(GIVEN RECORDS):
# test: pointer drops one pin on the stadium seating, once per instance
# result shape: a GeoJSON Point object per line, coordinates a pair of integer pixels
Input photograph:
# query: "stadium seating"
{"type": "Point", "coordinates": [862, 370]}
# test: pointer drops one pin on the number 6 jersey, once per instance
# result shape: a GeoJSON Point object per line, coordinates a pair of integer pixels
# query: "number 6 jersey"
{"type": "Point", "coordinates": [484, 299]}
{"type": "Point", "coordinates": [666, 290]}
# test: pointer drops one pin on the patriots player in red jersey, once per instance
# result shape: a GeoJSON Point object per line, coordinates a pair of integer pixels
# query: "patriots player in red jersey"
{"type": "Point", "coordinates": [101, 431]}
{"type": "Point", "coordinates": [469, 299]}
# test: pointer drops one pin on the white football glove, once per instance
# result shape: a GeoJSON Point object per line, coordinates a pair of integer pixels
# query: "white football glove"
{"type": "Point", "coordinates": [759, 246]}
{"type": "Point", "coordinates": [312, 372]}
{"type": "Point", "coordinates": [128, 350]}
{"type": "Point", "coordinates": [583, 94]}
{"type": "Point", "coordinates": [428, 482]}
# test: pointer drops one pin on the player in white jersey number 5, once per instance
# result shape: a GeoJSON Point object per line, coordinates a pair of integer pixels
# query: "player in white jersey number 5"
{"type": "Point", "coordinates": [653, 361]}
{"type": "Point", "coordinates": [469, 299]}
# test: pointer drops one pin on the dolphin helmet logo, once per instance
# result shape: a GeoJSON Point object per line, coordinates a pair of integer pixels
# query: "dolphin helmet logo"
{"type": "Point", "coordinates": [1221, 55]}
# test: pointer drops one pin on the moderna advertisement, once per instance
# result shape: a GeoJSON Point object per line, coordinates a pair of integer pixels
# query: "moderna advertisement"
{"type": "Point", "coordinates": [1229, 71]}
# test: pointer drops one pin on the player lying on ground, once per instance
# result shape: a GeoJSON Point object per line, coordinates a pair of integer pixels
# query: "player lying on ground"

(YOUR INSTRUCTIONS):
Please turn all of the data above into a numbered list with one line per entry, leaving out any blank lines.

(RESULT OF THIS TASK):
1. # test: pointer drops one pin on the stadium seating, once per instance
2. # result shape: a GeoJSON Point object per line, coordinates a pair of integer pixels
3. Input photograph:
4. # query: "stadium seating"
5. {"type": "Point", "coordinates": [862, 370]}
6. # test: pointer drops one pin on the number 6 jersey, once per instance
7. # result shape: a GeoJSON Point object per line, coordinates a pair of integer pixels
8. # query: "number 6 jersey"
9. {"type": "Point", "coordinates": [484, 299]}
10. {"type": "Point", "coordinates": [666, 290]}
11. # test: pointer drops one pin on the patriots player in red jersey, once per instance
12. # result shape: a GeoJSON Point object per line, coordinates a pair of integer pixels
13. # query: "patriots player in red jersey"
14. {"type": "Point", "coordinates": [101, 431]}
15. {"type": "Point", "coordinates": [469, 299]}
16. # test: pointer drops one pin on the white football glove, once per instance
17. # result shape: a GeoJSON Point object per line, coordinates a pair of integer pixels
18. # query: "white football glove"
19. {"type": "Point", "coordinates": [759, 246]}
20. {"type": "Point", "coordinates": [312, 372]}
21. {"type": "Point", "coordinates": [128, 350]}
22. {"type": "Point", "coordinates": [583, 94]}
23. {"type": "Point", "coordinates": [428, 482]}
24. # test: pointer drops one pin on the player in white jersey number 5, once per instance
25. # result shape: a GeoJSON Point object per line, coordinates a pair of integer pixels
26. # query: "player in white jersey number 5"
27. {"type": "Point", "coordinates": [653, 361]}
28. {"type": "Point", "coordinates": [469, 299]}
29. # test: pointer drops one pin on the dolphin helmet logo, once per instance
30. # result shape: a GeoJSON Point object per line, coordinates a pair of integer pixels
31. # query: "dolphin helmet logo"
32. {"type": "Point", "coordinates": [1221, 55]}
33. # test: pointer drops one pin on the moderna advertisement, once per instance
34. # result shape: a GeoJSON Point object per line, coordinates a pair of integer pixels
35. # query: "moderna advertisement"
36. {"type": "Point", "coordinates": [1229, 71]}
37. # test: pointer drops one pin on the player lying on ground, once per instance
38. # result shape: a GeoJSON Point object per line, coordinates a pair of integer pixels
39. # query: "player lying on ground"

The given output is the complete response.